Directions
Beginning with the line that holds "Query: car hood", copy each line through the end of the material below, exactly and with no pictures.

Data listing
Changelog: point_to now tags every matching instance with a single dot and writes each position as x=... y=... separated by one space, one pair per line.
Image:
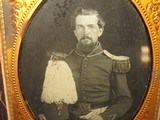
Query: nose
x=86 y=30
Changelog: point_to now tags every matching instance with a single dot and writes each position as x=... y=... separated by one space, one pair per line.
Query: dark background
x=50 y=30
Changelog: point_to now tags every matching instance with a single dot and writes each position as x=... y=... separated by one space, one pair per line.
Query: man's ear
x=100 y=31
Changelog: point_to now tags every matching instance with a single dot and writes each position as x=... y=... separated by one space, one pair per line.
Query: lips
x=86 y=37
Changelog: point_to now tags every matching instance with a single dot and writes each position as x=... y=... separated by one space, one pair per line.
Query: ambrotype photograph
x=85 y=60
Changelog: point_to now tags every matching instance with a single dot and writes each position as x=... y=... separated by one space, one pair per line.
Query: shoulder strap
x=121 y=64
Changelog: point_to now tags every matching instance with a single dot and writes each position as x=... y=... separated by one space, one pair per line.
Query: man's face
x=87 y=30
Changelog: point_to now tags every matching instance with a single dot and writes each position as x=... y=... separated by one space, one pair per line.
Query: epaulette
x=57 y=56
x=121 y=64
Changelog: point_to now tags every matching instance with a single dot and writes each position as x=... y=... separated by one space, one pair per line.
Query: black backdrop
x=49 y=30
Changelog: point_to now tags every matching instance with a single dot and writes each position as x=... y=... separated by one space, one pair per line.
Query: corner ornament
x=153 y=8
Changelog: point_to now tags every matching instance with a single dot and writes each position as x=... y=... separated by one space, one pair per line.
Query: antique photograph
x=85 y=60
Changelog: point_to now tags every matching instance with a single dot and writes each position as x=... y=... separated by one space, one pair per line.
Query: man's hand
x=94 y=114
x=42 y=117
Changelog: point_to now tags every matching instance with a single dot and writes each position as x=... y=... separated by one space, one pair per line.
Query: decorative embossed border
x=17 y=13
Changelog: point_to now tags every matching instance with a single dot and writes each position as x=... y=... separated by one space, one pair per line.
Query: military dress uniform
x=100 y=79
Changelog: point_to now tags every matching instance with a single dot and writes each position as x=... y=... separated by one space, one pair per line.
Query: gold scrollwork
x=18 y=7
x=153 y=8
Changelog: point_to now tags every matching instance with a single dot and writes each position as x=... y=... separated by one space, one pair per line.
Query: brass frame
x=18 y=14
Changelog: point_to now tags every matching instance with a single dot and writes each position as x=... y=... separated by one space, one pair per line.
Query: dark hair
x=87 y=11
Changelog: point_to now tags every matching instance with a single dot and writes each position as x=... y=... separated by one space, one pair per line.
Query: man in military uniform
x=100 y=77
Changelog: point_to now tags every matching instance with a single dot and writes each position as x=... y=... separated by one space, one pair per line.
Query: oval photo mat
x=49 y=30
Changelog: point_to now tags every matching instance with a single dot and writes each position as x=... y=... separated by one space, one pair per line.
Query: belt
x=84 y=106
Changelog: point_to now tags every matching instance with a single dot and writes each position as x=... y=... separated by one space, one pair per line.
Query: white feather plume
x=59 y=85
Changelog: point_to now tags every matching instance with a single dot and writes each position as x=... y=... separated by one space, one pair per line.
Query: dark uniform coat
x=100 y=79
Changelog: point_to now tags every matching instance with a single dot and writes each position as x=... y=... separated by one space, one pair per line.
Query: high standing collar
x=96 y=51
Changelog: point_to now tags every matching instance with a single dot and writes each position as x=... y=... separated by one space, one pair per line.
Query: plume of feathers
x=59 y=85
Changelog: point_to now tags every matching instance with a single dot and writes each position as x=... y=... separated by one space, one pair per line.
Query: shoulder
x=121 y=64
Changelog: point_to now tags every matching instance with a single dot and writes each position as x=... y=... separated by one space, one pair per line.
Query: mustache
x=86 y=37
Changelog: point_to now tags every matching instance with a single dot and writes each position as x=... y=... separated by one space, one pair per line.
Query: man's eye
x=91 y=26
x=78 y=27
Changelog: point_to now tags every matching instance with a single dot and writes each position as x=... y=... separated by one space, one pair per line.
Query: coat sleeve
x=123 y=99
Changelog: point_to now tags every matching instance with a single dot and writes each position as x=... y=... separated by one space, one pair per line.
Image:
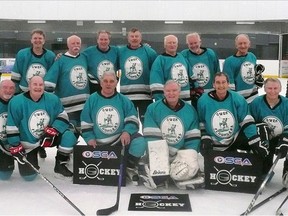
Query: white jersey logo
x=222 y=123
x=38 y=120
x=248 y=73
x=104 y=66
x=179 y=74
x=78 y=77
x=172 y=129
x=3 y=121
x=274 y=124
x=133 y=68
x=108 y=119
x=202 y=73
x=35 y=69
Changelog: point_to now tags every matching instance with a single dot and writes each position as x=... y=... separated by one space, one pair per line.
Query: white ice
x=39 y=198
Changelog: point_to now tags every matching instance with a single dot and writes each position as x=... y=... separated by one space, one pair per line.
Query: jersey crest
x=104 y=66
x=78 y=77
x=35 y=69
x=247 y=72
x=179 y=74
x=3 y=120
x=202 y=73
x=133 y=68
x=172 y=129
x=108 y=119
x=274 y=124
x=38 y=120
x=223 y=123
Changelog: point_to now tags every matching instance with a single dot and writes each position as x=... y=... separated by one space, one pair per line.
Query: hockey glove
x=282 y=146
x=18 y=152
x=257 y=146
x=206 y=145
x=49 y=137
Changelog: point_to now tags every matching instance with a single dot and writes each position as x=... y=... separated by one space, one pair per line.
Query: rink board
x=232 y=171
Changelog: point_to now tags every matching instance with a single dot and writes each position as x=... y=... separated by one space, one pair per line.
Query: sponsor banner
x=232 y=171
x=97 y=166
x=160 y=202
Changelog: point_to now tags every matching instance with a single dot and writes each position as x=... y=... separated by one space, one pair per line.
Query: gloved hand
x=282 y=146
x=206 y=145
x=257 y=146
x=49 y=137
x=18 y=152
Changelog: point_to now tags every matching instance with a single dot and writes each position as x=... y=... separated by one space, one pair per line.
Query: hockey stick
x=258 y=205
x=53 y=186
x=278 y=211
x=269 y=174
x=114 y=208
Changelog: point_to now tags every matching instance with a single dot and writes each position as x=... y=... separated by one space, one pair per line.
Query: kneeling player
x=175 y=123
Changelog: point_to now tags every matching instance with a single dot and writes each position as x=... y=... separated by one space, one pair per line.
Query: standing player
x=204 y=64
x=135 y=63
x=7 y=90
x=110 y=118
x=68 y=78
x=176 y=122
x=37 y=118
x=170 y=65
x=31 y=61
x=240 y=68
x=225 y=121
x=102 y=57
x=272 y=108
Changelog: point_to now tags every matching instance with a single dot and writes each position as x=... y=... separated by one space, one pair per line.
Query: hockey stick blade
x=53 y=186
x=110 y=210
x=258 y=205
x=279 y=211
x=252 y=203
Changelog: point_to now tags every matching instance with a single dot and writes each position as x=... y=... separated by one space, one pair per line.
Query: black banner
x=160 y=202
x=232 y=171
x=97 y=166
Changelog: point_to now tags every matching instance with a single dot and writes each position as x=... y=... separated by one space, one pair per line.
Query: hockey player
x=176 y=122
x=135 y=63
x=272 y=108
x=7 y=90
x=31 y=61
x=102 y=57
x=241 y=70
x=37 y=118
x=69 y=79
x=203 y=62
x=170 y=65
x=110 y=118
x=225 y=121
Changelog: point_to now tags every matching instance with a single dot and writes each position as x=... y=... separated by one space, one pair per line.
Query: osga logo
x=38 y=120
x=78 y=77
x=247 y=72
x=35 y=69
x=133 y=68
x=172 y=129
x=3 y=121
x=104 y=66
x=274 y=124
x=202 y=73
x=223 y=123
x=108 y=119
x=179 y=74
x=226 y=177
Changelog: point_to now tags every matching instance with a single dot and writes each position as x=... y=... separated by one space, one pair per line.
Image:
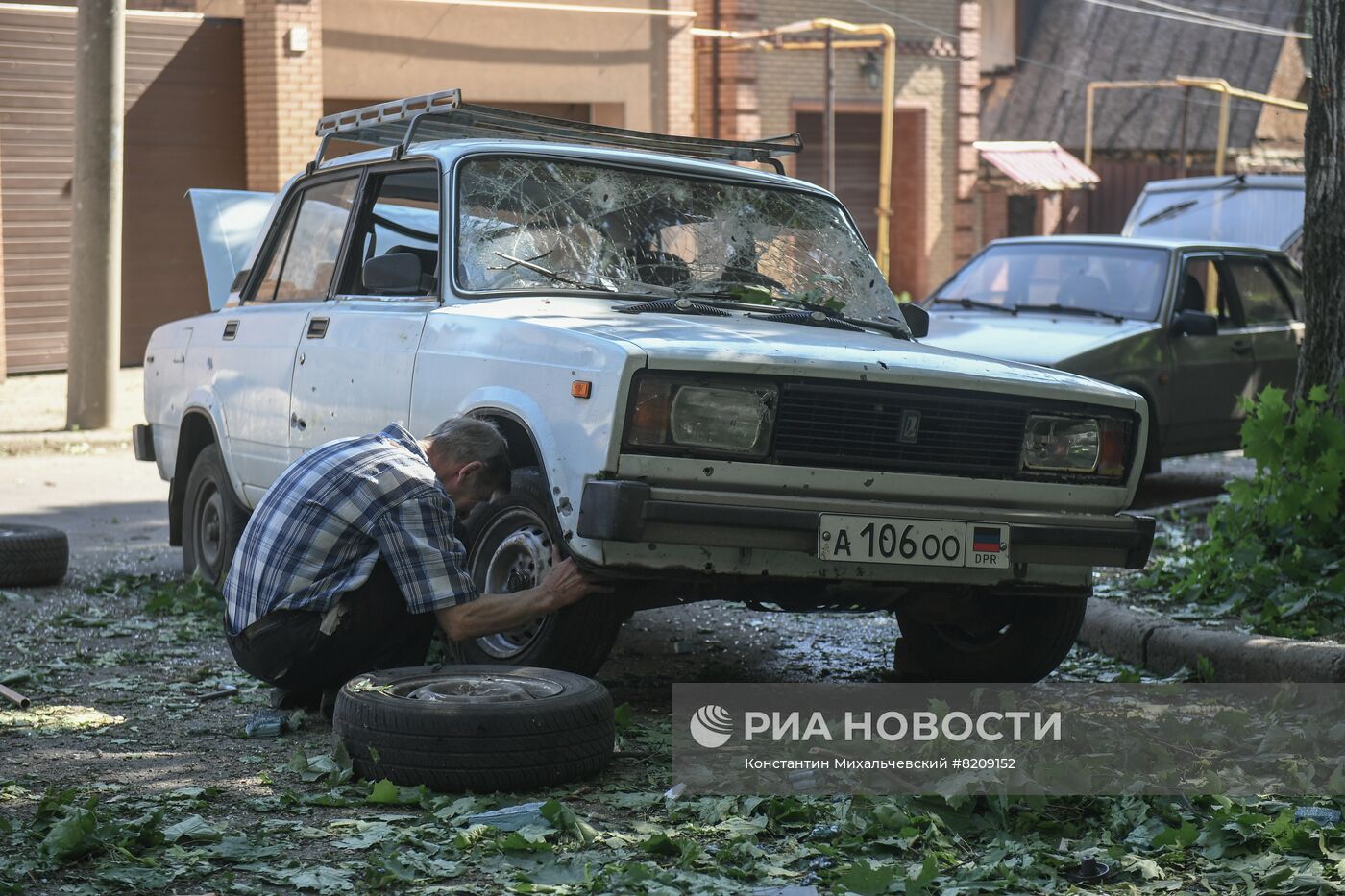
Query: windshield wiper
x=1170 y=211
x=794 y=311
x=547 y=272
x=1179 y=207
x=1066 y=309
x=672 y=307
x=817 y=318
x=974 y=303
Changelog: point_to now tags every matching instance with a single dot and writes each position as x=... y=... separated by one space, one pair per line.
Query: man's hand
x=565 y=584
x=488 y=614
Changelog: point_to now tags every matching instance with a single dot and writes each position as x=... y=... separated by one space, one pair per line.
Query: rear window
x=1251 y=215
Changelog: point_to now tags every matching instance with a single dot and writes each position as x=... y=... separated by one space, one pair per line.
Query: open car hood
x=228 y=225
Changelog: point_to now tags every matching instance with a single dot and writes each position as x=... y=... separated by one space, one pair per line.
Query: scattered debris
x=1088 y=871
x=511 y=817
x=15 y=697
x=266 y=722
x=1321 y=814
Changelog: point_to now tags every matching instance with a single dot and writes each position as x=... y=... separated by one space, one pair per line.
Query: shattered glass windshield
x=544 y=224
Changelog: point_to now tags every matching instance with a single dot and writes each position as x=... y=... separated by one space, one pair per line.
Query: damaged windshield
x=540 y=224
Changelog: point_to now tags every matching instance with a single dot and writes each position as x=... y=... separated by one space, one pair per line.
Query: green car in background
x=1193 y=327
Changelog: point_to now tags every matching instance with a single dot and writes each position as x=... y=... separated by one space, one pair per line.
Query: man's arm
x=488 y=614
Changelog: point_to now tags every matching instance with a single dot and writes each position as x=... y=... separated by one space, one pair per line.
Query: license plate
x=917 y=543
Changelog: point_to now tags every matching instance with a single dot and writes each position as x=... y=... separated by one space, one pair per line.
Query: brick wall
x=681 y=73
x=787 y=80
x=282 y=89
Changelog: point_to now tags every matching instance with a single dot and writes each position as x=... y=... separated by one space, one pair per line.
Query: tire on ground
x=1039 y=633
x=575 y=640
x=454 y=745
x=33 y=554
x=212 y=519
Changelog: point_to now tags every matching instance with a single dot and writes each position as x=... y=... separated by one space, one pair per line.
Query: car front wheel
x=508 y=550
x=212 y=519
x=992 y=638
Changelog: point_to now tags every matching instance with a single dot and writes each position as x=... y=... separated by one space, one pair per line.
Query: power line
x=1210 y=22
x=1212 y=16
x=1068 y=73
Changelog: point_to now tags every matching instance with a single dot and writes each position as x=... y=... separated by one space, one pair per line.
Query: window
x=540 y=224
x=1263 y=303
x=400 y=215
x=1109 y=278
x=1293 y=281
x=1203 y=289
x=305 y=258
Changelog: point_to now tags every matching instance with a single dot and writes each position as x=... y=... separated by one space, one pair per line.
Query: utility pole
x=94 y=350
x=829 y=113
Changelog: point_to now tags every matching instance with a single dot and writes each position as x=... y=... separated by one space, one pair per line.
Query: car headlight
x=721 y=417
x=1075 y=446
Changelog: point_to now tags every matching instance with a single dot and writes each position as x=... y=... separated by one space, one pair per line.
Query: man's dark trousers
x=286 y=648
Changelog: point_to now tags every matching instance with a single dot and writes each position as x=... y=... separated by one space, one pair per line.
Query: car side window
x=399 y=215
x=305 y=258
x=1293 y=281
x=1261 y=299
x=1203 y=289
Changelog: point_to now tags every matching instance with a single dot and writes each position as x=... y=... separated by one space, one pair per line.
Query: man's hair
x=461 y=440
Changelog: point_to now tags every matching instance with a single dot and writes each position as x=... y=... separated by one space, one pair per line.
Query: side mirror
x=397 y=274
x=917 y=318
x=1194 y=323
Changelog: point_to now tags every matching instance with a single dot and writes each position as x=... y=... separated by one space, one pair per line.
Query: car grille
x=860 y=426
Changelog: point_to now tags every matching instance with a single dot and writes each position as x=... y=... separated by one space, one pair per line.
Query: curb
x=1163 y=646
x=37 y=443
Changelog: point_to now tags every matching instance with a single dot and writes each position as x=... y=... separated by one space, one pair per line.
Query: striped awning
x=1038 y=164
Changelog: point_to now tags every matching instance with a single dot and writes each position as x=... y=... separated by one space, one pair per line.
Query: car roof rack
x=444 y=116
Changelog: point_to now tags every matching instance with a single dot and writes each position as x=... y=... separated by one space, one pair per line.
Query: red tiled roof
x=1039 y=164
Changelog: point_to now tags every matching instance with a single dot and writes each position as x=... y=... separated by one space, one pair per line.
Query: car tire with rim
x=33 y=554
x=1026 y=643
x=212 y=519
x=477 y=728
x=510 y=549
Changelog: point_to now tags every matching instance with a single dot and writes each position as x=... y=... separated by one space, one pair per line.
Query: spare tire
x=479 y=728
x=33 y=554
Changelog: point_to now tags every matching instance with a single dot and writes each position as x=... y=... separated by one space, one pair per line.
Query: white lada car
x=708 y=389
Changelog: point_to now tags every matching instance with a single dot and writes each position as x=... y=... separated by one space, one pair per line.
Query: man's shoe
x=284 y=698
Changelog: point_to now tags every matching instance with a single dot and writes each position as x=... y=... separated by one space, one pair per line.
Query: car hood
x=1032 y=338
x=750 y=346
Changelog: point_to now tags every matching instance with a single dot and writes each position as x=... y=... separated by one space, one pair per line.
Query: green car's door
x=1266 y=295
x=1210 y=373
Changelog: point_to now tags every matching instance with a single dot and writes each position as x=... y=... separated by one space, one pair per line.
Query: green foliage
x=1277 y=547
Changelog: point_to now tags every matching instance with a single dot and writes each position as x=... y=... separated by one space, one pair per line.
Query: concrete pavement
x=113 y=507
x=33 y=413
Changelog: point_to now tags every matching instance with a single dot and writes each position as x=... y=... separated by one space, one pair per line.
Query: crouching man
x=353 y=557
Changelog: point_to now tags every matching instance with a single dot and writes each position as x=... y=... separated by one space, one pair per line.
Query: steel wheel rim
x=477 y=688
x=210 y=527
x=518 y=563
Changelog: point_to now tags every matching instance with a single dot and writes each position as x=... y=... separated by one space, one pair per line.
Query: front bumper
x=143 y=442
x=632 y=512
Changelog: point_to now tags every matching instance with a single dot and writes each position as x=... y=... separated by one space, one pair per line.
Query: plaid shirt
x=323 y=525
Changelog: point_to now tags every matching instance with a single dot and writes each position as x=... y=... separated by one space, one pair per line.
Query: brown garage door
x=857 y=183
x=183 y=130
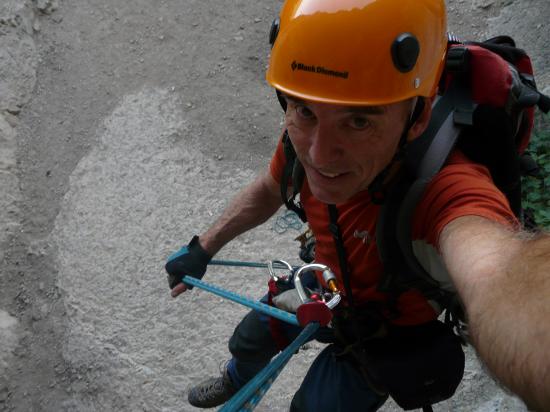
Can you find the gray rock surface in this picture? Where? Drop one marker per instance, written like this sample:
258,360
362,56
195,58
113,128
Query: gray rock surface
125,127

Solution below
Query: car hood
x=1032 y=338
x=750 y=346
Changelog: point_to now tags every matching instance with a single dot and writes each position as x=... y=... separated by one space, one pair per line.
Query: green car's door
x=1266 y=295
x=1210 y=373
Changelog: point_to now tags every matching instance with a single dot and writes each position as x=... y=... separated by one space, one pair per line.
Query: green foliage
x=1277 y=547
Changelog: point_to now tags every matching instance with a single dot and writes each position as x=... y=... separated by one space, one pair per line.
Query: concrete pavement
x=113 y=507
x=33 y=413
Changelog: point_to now tags every matching instance with a single dot and writes each position as x=... y=... separated by one space, one pair per line.
Query: crouching man
x=353 y=557
Changelog: point_to now tags every matching instance with a single dot and writes each position as x=... y=... separated by one space, one pair per line.
Query: steel wheel rim
x=477 y=688
x=210 y=527
x=518 y=563
Changelog: point_to now tags every matching instance with a single dot and writes each position as x=... y=... separated by one space, one pair per line.
Query: front bumper
x=143 y=442
x=632 y=512
Changelog: point_to now tags every matching instance with a single dot and writes each position as x=... y=... separated by one space, one pair per line.
Query: plaid shirt
x=323 y=525
Changelog: point_to now tags every matching instance with a single dot and writes each position as x=... y=... separated by one space, one pair per line.
Query: brown garage door
x=857 y=183
x=183 y=130
Can you find the gray rock surface in this picture? Where? Drop one marker per instance, written like this sample:
258,360
362,56
195,58
113,128
Query: gray rock surface
125,127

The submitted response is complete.